• **Exercices à faire**:
(1) Recopiez à l'identique le passage de l'extrait à lire qui commence par « Il y a deux » et se poursuit jusqu'à « sais pas où. ».
(2) D'après l'extrait à lire, pourquoi la date du prétoire, fixée au mercredi 27, pose-t-elle problème à la narratrice ? Répondez en une à trois phrases.
(3) Relevez tous les jours de la semaine nommés dans l'extrait à lire.

• **Extrait à lire**:
Il y a deux mois, deux filles ont pris en otage une surveillante. Après 30 jours de mitard bien agités et une comparution immédiate (18 mois pour l’une, deux ans pour l’autre), elles ont eu le droit à un transfert disciplinaire, mais je ne sais pas où.
• Jeudi 21 février, quartier disciplinaire, Joux
(…) Des nouvelles du « frigo » :
Vendredi, alors que j’étais assez détendue, vu l’accueil moins militarisé qu’à Corbas, j’ai réclamé par écrit au directeur qu’il s’inquiète de la température des cellules. Même s’il m’avait promis, lors de la rencontre arrivant, de répondre à mes mots, je n’ai pas eu de réponse. Samedi après-midi, ma voisine a eu des crampes à force de se crisper contre le froid. Un infirmier de l’UCSA lui a donné un doliprane et lui a promis du Decontractyl (qui n’est pas arrivé). À chaque passage, on relançait la demande de prise de température. [1] Le lendemain vers 17h, elle s’est bloqué les reins. L’alerte a été vite passée par les filles (moi, on ne me répondait plus). Une surveillante l’a vue bloquée sur son lit et a dit qu’elle allait prévenir. Durant une heure, j’ai essayé de la calmer car elle paniquait (« je ne veux pas mourir ! »), s’engourdissant toujours plus. Vers 18h enfin, j’ai entendu qu’on ouvrait la grille. Il n’y avait que des matons et deux chefs. Ils voulaient la forcer à se lever et elle criait qu’elle avait trop mal. J’ai même entendu : « Arrêtez de pleurer ou on va se mettre en rogne ». Quand ils m’ont apporté la gamelle, je les ai engueulé de ne pas avoir appelé de médecin et ils m’ont répondu : « Mêle toi de tes oignons ». Alors j’ai mis le feu aux poubelles. Et j’ai pris un rapport d’incident (…)
Mardi matin, le technicien est enfin venu. Il faisait 15°C près du radiateur (dans le sas) et 13°C dans le coin le plus éloigné. (…) Le médecin qui venait pour la visite hebdomadaire m’a dit que la température d’une salle d’habitation normale était entre 19 et 21°C. On en est loin ! J’ai fait une lettre de plus (la troisième) au directeur. (…) Le prétoire [commission de discipline suite au rapport d’incident] aura lieu le mercredi 27, soit le lendemain de ma sortie de trente jours de mitard, ils pourront donc m’en remettre autant (il suffit de trouver des violences, c’est pas dur).

• **Les données**:
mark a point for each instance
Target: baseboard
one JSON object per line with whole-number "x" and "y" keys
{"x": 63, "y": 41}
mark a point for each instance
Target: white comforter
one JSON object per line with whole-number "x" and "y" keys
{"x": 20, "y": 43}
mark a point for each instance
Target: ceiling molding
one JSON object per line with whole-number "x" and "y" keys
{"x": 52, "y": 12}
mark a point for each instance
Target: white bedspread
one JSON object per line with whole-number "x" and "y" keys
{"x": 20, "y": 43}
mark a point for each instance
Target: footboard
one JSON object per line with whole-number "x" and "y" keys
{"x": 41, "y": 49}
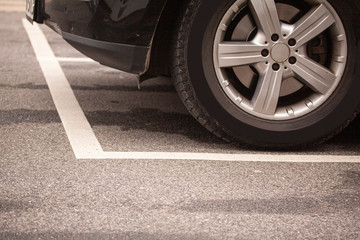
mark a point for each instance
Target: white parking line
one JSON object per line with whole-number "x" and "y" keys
{"x": 66, "y": 59}
{"x": 84, "y": 142}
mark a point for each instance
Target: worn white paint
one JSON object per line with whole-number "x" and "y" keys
{"x": 84, "y": 142}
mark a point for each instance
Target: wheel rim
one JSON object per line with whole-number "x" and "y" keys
{"x": 267, "y": 63}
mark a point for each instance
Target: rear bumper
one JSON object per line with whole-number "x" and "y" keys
{"x": 117, "y": 33}
{"x": 129, "y": 58}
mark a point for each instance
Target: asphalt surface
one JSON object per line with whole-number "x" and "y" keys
{"x": 46, "y": 193}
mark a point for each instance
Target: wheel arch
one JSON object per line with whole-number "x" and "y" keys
{"x": 159, "y": 54}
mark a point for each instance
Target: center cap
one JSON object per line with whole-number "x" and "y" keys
{"x": 280, "y": 52}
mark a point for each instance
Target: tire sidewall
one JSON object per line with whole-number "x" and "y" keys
{"x": 318, "y": 124}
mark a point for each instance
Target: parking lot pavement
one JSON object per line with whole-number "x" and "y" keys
{"x": 46, "y": 192}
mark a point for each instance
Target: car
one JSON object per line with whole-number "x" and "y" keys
{"x": 270, "y": 73}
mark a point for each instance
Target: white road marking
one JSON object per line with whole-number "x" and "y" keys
{"x": 66, "y": 59}
{"x": 84, "y": 142}
{"x": 78, "y": 129}
{"x": 12, "y": 6}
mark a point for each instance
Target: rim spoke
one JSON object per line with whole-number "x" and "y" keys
{"x": 266, "y": 16}
{"x": 317, "y": 20}
{"x": 314, "y": 75}
{"x": 267, "y": 92}
{"x": 233, "y": 54}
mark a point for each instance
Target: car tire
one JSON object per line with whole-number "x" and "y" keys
{"x": 293, "y": 91}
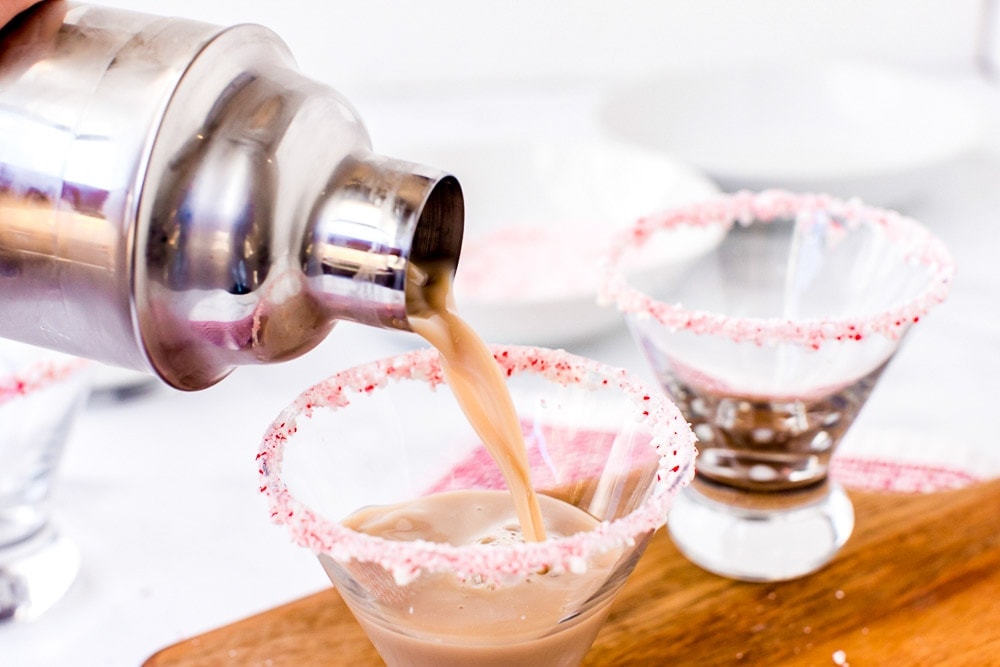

• **Résultats des exercices**:
(1)
Il y a deux mois, deux filles ont pris en otage une surveillante. Après 30 jours de mitard bien agités et une comparution immédiate (18 mois pour l’une, deux ans pour l’autre), elles ont eu le droit à un transfert disciplinaire, mais je ne sais pas où.

(2) Le prétoire a lieu le lendemain de sa sortie de trente jours de mitard. On pourra donc lui en infliger autant une nouvelle fois, puisqu'il suffit de trouver des violences.

(3)
- Jeudi
- Vendredi
- Samedi
- Mardi
- Mercredi